Would you please return every line from the listing that contains the word "below"?
________
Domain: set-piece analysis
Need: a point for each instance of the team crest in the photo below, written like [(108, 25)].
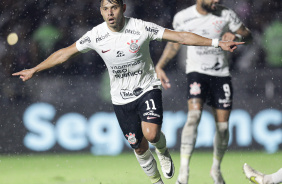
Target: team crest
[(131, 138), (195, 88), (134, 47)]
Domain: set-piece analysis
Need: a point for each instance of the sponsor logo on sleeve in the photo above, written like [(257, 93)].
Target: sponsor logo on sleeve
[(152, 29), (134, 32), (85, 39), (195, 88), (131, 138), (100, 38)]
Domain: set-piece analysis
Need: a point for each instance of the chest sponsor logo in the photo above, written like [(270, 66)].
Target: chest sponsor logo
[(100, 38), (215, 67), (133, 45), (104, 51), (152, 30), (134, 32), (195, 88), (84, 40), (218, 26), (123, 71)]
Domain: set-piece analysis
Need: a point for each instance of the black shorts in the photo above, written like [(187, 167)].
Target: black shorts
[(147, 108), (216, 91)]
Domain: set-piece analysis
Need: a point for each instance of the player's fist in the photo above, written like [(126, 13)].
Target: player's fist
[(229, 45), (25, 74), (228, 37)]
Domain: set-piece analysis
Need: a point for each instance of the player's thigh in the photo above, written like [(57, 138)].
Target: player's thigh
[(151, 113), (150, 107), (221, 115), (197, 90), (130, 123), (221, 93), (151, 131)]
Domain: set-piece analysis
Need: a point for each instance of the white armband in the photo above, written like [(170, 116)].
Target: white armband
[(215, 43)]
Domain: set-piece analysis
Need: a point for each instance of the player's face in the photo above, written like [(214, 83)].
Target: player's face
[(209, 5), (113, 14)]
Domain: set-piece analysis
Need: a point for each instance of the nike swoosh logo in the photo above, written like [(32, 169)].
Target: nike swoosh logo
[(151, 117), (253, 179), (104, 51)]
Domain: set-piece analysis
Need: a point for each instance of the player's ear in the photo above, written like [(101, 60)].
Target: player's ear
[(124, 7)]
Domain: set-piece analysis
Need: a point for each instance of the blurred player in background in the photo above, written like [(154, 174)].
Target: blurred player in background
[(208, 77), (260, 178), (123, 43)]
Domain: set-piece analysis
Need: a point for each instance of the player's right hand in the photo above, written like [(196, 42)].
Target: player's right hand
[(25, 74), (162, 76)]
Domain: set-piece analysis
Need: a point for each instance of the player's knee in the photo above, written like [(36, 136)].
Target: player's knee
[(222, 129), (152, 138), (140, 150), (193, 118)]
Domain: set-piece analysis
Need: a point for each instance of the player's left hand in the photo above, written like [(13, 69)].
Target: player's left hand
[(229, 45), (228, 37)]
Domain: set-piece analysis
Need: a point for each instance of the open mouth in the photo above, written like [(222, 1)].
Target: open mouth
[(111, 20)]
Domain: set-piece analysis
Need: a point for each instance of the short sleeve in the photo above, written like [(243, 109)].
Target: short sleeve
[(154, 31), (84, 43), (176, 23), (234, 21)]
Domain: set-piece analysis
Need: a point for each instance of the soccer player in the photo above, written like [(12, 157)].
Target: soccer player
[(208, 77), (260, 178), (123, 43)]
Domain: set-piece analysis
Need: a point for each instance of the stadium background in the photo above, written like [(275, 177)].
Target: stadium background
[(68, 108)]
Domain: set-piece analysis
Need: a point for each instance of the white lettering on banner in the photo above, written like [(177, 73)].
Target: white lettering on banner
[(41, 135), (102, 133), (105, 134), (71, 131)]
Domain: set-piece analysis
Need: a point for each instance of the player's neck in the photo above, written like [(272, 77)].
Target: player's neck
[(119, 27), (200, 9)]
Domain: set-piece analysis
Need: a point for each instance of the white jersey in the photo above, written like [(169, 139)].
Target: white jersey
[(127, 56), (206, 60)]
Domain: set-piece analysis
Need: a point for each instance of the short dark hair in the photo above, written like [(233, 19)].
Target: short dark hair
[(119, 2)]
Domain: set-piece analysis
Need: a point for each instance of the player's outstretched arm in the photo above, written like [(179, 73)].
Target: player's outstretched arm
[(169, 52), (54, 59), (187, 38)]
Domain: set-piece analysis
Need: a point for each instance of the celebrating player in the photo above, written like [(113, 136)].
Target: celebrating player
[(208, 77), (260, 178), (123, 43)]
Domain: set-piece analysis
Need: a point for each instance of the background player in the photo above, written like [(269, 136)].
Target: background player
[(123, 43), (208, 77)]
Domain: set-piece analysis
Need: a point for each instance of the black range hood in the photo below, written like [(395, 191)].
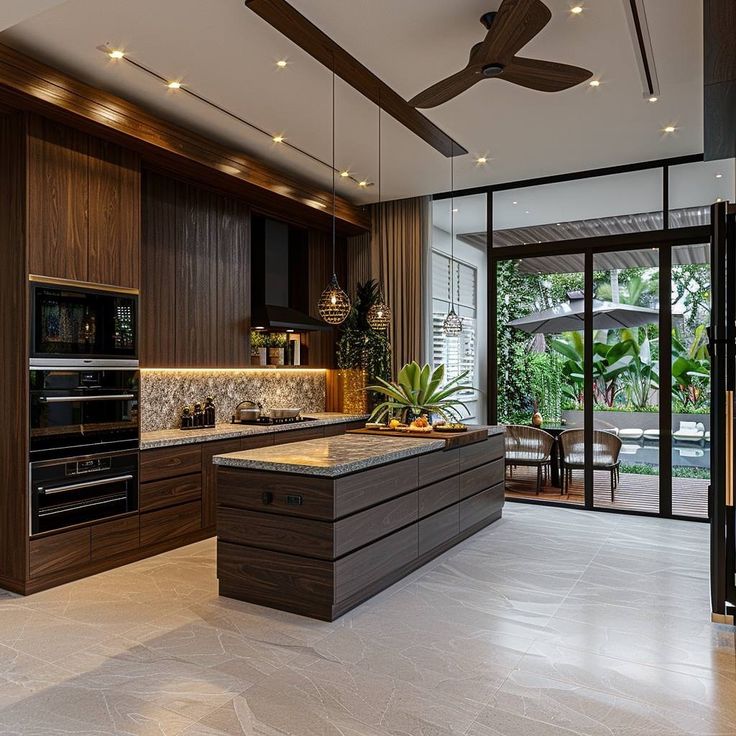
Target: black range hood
________
■ **FINAL ANSWER**:
Need: a point for each instance of the team crest in the photo below, written like [(108, 25)].
Need: a point for each instance of the black range hood in the photo below, written like [(395, 191)].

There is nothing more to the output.